*Problem statement*: Reproduce every one of the following entries verbatim, line for line, without altering any character.

[Begin Extracted records]

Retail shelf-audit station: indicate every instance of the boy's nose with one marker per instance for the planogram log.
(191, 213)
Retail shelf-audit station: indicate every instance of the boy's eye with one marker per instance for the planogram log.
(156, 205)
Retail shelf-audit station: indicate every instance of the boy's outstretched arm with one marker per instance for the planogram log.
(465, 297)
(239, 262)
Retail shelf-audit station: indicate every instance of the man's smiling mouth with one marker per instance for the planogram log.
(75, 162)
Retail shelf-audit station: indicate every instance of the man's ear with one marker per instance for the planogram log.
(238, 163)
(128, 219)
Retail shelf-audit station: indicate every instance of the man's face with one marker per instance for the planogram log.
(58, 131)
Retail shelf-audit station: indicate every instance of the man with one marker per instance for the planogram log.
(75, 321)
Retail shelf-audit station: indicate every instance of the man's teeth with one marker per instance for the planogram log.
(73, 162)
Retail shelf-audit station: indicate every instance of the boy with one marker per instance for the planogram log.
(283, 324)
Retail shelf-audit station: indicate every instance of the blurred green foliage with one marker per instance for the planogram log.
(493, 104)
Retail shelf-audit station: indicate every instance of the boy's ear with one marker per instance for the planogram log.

[End Extracted records]

*Written answer*:
Retail shelf-audit station: indicate every instance of the boy's nose with one marker per instance for the planogram log.
(191, 213)
Retail shelf-audit station: indicate every instance of the boy's eye with one marker per instance for the planogram log.
(156, 205)
Retail shelf-audit station: indicate every instance of the boy's outstretched arm with one marker per instance for the planogram log.
(465, 297)
(239, 262)
Retail shelf-audit station: indicate every instance of the man's smiling mouth with one marker per instance for the planogram log.
(75, 162)
Retail shelf-audit station: indicate every instance of the man's ear with one marker per instance for the planogram log.
(238, 163)
(128, 219)
Retail shelf-audit station: indicate every instance of the man's face with one marker per instance for the planogram log.
(58, 131)
Retail shelf-audit station: indicate every instance of the man with one marker per instance for the planogram log.
(75, 321)
Retail shelf-audit station: indicate every instance of the man's teeth with one marker per instance for the planogram log.
(73, 162)
Retail shelf-audit station: indicate every instance of the boy with one marker per instance for the planogram log.
(283, 324)
Retail shelf-audit station: indicate every instance of the blurred green foliage with one marker per instance for the planogram log.
(493, 104)
Retail shelf-audit station: indicate every instance of the boy's ear with one marker per instance for the planogram log.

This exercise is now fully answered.